» **WHAT IS REQUIRED**
Reproduce every line of the entries below verbatim, omitting the pictures.

====

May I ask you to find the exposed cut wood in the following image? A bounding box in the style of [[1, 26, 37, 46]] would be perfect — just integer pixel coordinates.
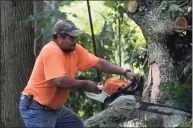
[[128, 0, 138, 13], [173, 16, 188, 32]]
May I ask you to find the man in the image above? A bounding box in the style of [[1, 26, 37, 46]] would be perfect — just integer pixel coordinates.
[[20, 20, 135, 128]]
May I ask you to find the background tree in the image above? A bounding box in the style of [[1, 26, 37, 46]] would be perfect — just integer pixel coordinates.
[[0, 1, 34, 127]]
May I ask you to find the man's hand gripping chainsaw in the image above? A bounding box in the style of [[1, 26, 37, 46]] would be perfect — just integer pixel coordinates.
[[85, 78, 140, 109]]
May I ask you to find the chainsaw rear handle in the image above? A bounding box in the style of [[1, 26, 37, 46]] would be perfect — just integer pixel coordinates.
[[104, 79, 139, 104]]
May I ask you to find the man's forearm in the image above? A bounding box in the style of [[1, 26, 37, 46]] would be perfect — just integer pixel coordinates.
[[52, 76, 88, 89], [95, 59, 125, 75]]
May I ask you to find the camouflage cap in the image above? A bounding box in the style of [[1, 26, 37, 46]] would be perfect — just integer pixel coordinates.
[[53, 20, 83, 37]]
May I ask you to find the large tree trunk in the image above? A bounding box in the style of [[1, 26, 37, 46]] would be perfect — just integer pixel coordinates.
[[129, 0, 178, 101], [85, 0, 189, 127], [0, 1, 34, 127], [34, 0, 44, 57]]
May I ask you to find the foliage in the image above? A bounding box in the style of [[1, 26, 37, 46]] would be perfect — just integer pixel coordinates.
[[156, 0, 191, 20]]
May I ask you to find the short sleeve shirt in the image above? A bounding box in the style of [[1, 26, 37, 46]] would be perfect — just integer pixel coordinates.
[[22, 41, 99, 109]]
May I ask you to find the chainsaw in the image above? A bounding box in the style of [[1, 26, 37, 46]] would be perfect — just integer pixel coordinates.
[[84, 78, 192, 117]]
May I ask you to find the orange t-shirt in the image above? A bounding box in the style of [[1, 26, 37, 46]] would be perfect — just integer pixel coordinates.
[[22, 41, 99, 109]]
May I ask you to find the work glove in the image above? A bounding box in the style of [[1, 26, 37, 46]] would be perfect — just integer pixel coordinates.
[[84, 80, 101, 93], [123, 69, 139, 82]]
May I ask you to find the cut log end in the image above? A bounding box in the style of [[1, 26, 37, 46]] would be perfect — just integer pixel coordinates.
[[173, 16, 188, 32]]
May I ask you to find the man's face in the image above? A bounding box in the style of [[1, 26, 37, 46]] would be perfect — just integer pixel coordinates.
[[58, 35, 77, 53]]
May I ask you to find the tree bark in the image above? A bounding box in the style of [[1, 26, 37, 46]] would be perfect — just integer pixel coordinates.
[[0, 1, 34, 127], [128, 0, 179, 101], [85, 0, 189, 127], [34, 0, 44, 57]]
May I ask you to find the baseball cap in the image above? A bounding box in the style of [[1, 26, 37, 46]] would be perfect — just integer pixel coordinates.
[[53, 19, 83, 37]]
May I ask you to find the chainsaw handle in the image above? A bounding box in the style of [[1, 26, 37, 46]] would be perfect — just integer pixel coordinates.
[[120, 78, 139, 94]]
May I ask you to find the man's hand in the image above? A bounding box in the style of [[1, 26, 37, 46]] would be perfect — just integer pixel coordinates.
[[84, 80, 100, 93], [124, 71, 138, 81]]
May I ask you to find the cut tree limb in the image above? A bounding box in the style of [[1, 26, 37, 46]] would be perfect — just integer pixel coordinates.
[[84, 106, 191, 127]]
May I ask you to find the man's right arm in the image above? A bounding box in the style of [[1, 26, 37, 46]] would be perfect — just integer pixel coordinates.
[[52, 76, 99, 93]]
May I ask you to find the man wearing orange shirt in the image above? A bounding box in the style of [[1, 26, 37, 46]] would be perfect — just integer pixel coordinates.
[[20, 20, 135, 128]]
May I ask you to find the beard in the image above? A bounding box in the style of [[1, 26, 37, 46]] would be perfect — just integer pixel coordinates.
[[62, 45, 76, 53]]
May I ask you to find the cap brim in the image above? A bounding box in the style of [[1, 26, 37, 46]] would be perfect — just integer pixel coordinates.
[[67, 29, 83, 37]]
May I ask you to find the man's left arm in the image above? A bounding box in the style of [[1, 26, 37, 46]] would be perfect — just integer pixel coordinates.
[[94, 59, 136, 80]]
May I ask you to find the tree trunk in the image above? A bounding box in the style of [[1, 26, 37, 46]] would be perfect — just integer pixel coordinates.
[[128, 0, 178, 101], [34, 0, 44, 57], [85, 0, 189, 127], [0, 1, 34, 127]]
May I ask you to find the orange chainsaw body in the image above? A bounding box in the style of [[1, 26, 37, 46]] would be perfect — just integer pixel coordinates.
[[104, 78, 132, 95]]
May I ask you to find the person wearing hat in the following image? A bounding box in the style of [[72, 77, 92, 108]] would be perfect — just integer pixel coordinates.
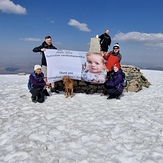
[[103, 63, 124, 99], [33, 36, 59, 93], [29, 65, 50, 103], [102, 43, 122, 72], [99, 29, 111, 52]]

====

» **FINISHED ANSWER**
May I ask you to find the exposed cut wood in the following image? A bounding box in the style of [[1, 26, 37, 46]] would be perfect — just integer pixel coordinates.
[[128, 0, 138, 13], [173, 16, 188, 32]]
May I ask you to find the man in the image above? A bounding box in the style of [[1, 26, 37, 46]] would be perfect — just integer pixel coordinates.
[[20, 20, 135, 128]]
May I ask you to find the background tree in the image above? A bounding box in the style of [[1, 26, 37, 46]] would be perfect — just integer pixel coordinates.
[[0, 1, 34, 127]]
May I ask you to find the man's hand gripping chainsaw in the image above? A bounding box in the style of [[1, 26, 37, 46]] would be perfect — just integer pixel coordinates.
[[85, 78, 140, 109]]
May I ask you to find the chainsaw rear handle in the image above? A bounding box in the style of [[1, 26, 37, 46]] would be perfect — just integer pixel coordinates.
[[104, 79, 139, 104]]
May I ask you to find the man's forearm in the image above? A bounding box in the style of [[1, 26, 37, 46]] would be perfect — just integer pixel coordinates.
[[52, 76, 88, 89], [95, 59, 125, 75]]
May I ask you to find the camouflage cap in the image above? A bounding box in the style of [[1, 26, 37, 46]] would be perfect — just integer pixel coordinates.
[[53, 20, 83, 37]]
May I ask you to find the large tree trunk in the image above? A bounding box in the style of [[1, 26, 37, 46]] would be perfect — just integer pixel coordinates.
[[129, 0, 178, 101], [85, 0, 189, 127], [0, 1, 34, 127], [34, 0, 44, 57]]
May I ask you to find the foliage in the image above? A bounding box in the style of [[1, 26, 37, 46]] would be perfect — just integer pixel coordinates.
[[156, 0, 191, 20]]
May I ask you to find the short sleeve shirt in the image above? A bounding box in the style of [[1, 26, 37, 46]] would be perfect — just integer pixel coordinates.
[[22, 41, 99, 109]]
May I ask you to find the chainsaw in the image above? A bounding box in the style of [[1, 26, 37, 46]] would be perfect — just integer pixel coordinates.
[[84, 78, 192, 117]]
May I ask you to find the orange t-shirt in the image above? A bounding box in the style of [[1, 26, 37, 46]] would be perfect — just integer pixel coordinates.
[[22, 41, 99, 109]]
May I ask you to find the work glove in the image above? A bounding box in the style of [[1, 26, 37, 46]] would be perfect — just integer pixel coordinates.
[[84, 80, 101, 93], [123, 69, 139, 82]]
May I ask you to find the cut log end in the image above? A bounding box in the style of [[1, 26, 37, 46]] would be perfect — just integer pixel coordinates.
[[173, 16, 188, 32]]
May I ask you to find the man's face in the image above? A bounding box in the style of [[1, 26, 37, 46]] would be perfect — just integer pixel coordinates.
[[58, 35, 77, 53]]
May I ask you to find the tree bark in the image above? A bounding box in the style of [[1, 26, 37, 46]] would be perfect — just integer pixel coordinates.
[[0, 1, 34, 127], [128, 0, 179, 101], [85, 0, 189, 127], [34, 0, 44, 57]]
May I ask you to find the baseball cap in the image above? A bounding box in the style of [[1, 26, 37, 46]] would be perfect — just integer pixel coordinates.
[[53, 19, 83, 37]]
May I ask you to find the chainsaw handle in the image above? A bounding box in the style of [[1, 26, 37, 46]] would be perfect — just integer pixel coordinates.
[[120, 78, 139, 94]]
May I ask you to find the man's hand in the image above? A bounding box in the style of [[1, 26, 37, 46]] would be perfect — just integer pixel coordinates.
[[84, 80, 100, 93], [124, 71, 138, 81]]
May I ask you to find the cut tree limb in the image above? A bounding box in the style of [[1, 26, 37, 46]] would be perfect — just integer pixel coordinates.
[[84, 106, 191, 127]]
May I ask you to find the man's right arm in the image above? A bounding box in the style of [[1, 26, 37, 46]] would be perfect — just integer pixel coordinates.
[[52, 76, 99, 93]]
May I ask you to find the man wearing orange shirt in the image above? A bounding box in the style of [[1, 26, 37, 46]] would be perfect — just integer pixel coordinates.
[[20, 20, 135, 128]]
May I ask you to find the beard in the image above? A bounding box in the style of [[1, 26, 37, 46]] would be perfect — just integer pixel coordinates.
[[62, 45, 76, 53]]
May I ask you to find the cap brim in the image above? A bounding box in the style of [[1, 26, 37, 46]] would be perfect — just integer pixel coordinates.
[[67, 29, 83, 37]]
May I ask you to find the man's left arm in the image above? A bounding box in the style of [[1, 26, 37, 46]] would be perfect — just integer pixel coordinates.
[[94, 59, 136, 80]]
May I ask you to find the tree trunk in the image above? A bounding box in the style of [[1, 26, 37, 46]] would be perfect — just integer pixel coordinates.
[[128, 0, 178, 101], [34, 0, 44, 57], [85, 0, 189, 127], [0, 1, 34, 127]]
May I ask you to find the orange chainsaw body in the image above? A bounding box in the style of [[1, 26, 37, 46]] would be perfect — just integer pixel coordinates.
[[104, 78, 132, 95]]
May I ask you to find the person wearing hat in the following image? A bounding box in the style of [[72, 77, 92, 108]] would be perfect — just integer pixel coordinates.
[[103, 63, 124, 99], [33, 36, 59, 93], [29, 65, 50, 103], [102, 43, 122, 72], [99, 29, 111, 52]]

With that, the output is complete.